#### [Do this]
In the review, rewrite the passage from "In this his" to "into addled lunacy.", replacing "hedonism" with "indulgence".

#### [Document]
>>>>>

Most Helpful Customer Reviews
14 of 17 people found the following review helpful
Format:Hardcover|Verified Purchase
Five stars or one star - not too many books get such extreme reactions? The truth is this book deserves both ratings and extreme reactions are certainly what Horsely seeks.

In this his autobiography, Sebatsian simultanesouly views himself as the solipsistic centre of all that matters and yet confesses to abject poverty in terms of originality and ideas. Half of the book is about the main-line hedonism that can be enjoyed if one has absolutely no morals and total self-conviction, the other half is about the abyss of self doubt and a decline into addled lunacy.

Suffice to say, Horsley provides some of literature's more extreme scenarios - I will not quote the startling lines that follow a first "romantic encounter" with a Scottish hardman gangster of some renowned. Despite having read some pretty outre stuff, I still winced. And few autobiographies feature detailed descriptions of having oneself crucified.

<<<<<

#### [Items]
>>>>>

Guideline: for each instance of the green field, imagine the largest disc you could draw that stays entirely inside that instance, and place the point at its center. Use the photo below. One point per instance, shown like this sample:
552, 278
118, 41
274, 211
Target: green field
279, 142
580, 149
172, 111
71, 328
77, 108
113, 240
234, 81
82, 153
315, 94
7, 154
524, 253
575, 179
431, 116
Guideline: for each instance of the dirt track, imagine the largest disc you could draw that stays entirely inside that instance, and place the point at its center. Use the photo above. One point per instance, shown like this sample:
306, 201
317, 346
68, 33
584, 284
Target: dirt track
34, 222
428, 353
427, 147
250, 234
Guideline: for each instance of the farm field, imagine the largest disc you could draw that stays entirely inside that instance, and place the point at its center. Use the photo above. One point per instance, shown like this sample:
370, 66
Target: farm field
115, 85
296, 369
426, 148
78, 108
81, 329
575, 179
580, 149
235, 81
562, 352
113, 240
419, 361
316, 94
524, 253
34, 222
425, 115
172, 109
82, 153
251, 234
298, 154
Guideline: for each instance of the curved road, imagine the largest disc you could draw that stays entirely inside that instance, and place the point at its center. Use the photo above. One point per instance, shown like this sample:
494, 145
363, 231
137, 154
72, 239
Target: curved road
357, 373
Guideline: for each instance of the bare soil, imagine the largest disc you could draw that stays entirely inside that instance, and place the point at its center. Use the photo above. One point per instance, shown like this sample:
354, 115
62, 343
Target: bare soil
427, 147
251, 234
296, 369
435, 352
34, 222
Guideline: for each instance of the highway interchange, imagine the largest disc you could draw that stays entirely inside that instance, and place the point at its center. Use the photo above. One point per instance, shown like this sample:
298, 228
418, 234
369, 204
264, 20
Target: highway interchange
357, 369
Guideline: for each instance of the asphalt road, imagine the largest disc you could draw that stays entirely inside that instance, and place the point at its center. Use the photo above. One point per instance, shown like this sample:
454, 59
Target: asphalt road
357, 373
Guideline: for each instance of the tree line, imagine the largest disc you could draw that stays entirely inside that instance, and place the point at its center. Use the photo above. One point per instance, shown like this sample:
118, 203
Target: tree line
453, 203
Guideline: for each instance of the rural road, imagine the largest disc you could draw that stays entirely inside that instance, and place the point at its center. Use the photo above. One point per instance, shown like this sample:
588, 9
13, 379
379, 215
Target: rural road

<<<<<

#### [The completed task]
In this his autobiography, Sebatsian simultanesouly views himself as the solipsistic centre of all that matters and yet confesses to abject poverty in terms of originality and ideas. Half of the book is about the main-line indulgence that can be enjoyed if one has absolutely no morals and total self-conviction, the other half is about the abyss of self doubt and a decline into addled lunacy.